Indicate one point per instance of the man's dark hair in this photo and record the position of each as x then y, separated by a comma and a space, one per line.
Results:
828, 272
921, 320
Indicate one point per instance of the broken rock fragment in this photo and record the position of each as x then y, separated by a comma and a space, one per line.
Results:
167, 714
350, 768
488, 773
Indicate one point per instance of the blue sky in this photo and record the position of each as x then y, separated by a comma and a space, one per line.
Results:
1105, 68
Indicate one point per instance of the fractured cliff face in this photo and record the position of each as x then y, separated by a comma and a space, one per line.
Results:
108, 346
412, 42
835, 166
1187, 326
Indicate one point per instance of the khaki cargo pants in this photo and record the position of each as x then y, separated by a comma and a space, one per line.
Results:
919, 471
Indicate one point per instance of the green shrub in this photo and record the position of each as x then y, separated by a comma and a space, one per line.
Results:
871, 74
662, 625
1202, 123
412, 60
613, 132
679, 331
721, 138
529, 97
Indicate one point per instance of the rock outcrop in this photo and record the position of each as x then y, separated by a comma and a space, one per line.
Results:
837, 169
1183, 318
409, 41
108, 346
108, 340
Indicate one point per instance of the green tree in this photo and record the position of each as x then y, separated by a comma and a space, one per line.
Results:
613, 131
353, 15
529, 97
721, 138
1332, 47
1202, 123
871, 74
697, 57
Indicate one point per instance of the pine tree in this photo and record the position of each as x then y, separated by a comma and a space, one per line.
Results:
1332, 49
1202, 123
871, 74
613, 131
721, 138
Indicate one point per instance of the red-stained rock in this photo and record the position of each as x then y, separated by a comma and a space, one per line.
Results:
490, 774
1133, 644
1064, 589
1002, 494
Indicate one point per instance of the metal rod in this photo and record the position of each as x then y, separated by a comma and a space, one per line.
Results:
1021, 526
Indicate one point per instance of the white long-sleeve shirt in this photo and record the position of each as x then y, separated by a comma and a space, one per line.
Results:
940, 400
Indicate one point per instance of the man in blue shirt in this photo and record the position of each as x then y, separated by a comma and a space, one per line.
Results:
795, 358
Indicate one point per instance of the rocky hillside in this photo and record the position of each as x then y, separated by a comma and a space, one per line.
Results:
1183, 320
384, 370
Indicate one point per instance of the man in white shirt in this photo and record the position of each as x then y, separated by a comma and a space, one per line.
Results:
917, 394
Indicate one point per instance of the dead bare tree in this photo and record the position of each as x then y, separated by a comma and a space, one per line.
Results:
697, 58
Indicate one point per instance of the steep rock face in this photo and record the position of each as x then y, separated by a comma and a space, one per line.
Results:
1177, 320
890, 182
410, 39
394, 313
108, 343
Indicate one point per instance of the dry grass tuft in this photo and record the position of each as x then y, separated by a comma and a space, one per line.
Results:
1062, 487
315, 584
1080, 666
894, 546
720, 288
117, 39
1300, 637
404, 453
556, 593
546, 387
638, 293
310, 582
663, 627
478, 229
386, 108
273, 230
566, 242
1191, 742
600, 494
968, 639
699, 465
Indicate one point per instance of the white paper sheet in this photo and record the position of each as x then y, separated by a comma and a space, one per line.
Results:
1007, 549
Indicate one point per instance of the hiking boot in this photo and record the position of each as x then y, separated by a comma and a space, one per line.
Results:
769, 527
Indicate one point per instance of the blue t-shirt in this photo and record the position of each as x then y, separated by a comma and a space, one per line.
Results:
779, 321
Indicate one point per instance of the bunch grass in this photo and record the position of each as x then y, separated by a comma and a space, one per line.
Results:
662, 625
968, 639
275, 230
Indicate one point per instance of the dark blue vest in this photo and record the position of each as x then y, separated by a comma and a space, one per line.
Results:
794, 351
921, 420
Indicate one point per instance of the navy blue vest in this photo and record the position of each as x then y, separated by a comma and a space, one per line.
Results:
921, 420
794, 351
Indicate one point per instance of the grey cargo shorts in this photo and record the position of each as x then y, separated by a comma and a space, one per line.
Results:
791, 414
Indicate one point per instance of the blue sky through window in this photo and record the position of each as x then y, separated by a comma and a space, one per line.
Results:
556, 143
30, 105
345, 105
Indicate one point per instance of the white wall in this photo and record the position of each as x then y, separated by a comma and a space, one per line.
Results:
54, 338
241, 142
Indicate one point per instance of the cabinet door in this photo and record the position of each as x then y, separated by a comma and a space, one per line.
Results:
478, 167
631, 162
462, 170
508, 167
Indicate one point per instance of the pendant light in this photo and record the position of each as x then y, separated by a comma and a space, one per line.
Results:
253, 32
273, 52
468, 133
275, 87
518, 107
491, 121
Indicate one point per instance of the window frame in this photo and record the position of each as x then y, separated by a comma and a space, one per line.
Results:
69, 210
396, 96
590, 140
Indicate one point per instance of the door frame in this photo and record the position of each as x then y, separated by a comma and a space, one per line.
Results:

Brief | Report all lines above with "vest".

Written reply |
Indicate one point per instance of the dark blue vest in this photo and record the position of each as x then y, separated by a comma and a space, one per line.
Indicate one point per instance of the navy blue vest in this photo and record the position of each as x then y, separated by a comma and a space, one per line.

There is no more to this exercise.